→ SUPPLIED INFORMATION:

------------------------------

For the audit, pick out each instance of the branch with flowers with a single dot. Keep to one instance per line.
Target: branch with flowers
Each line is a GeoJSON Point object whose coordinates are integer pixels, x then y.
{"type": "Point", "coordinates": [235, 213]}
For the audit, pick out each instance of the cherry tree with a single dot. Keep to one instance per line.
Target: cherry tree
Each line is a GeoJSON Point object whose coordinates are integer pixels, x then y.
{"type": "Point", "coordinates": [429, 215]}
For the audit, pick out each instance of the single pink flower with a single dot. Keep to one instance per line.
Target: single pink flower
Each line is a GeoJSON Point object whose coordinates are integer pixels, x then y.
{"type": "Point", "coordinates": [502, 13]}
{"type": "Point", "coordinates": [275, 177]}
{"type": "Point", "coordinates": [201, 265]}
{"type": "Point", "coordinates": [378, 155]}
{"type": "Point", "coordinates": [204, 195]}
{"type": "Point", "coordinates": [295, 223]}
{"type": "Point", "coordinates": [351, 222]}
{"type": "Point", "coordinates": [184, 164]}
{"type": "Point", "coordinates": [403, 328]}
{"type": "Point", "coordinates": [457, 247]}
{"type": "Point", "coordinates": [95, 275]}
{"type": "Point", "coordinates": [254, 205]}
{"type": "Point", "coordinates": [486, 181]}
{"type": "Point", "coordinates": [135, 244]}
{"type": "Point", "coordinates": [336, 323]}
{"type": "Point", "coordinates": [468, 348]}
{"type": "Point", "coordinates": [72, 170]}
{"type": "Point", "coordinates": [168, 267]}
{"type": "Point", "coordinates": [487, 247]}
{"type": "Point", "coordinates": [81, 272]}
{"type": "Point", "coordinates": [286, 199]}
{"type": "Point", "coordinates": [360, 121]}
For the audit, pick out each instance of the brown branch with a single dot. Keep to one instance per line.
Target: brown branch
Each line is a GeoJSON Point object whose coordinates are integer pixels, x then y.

------------------------------

Reproduce the part that opens with the line containing "For the audit, pick out each instance of the brown" and runs through the end of the entries, changing "brown" to "gray" and leaving everything else as it is.

→ RESULT FOR THIS TASK:
For the audit, pick out each instance of the gray branch with a single dot. Keep to one instance per line.
Target: gray branch
Each line is a GeoJSON Point object whose coordinates are integer pixels, x then y.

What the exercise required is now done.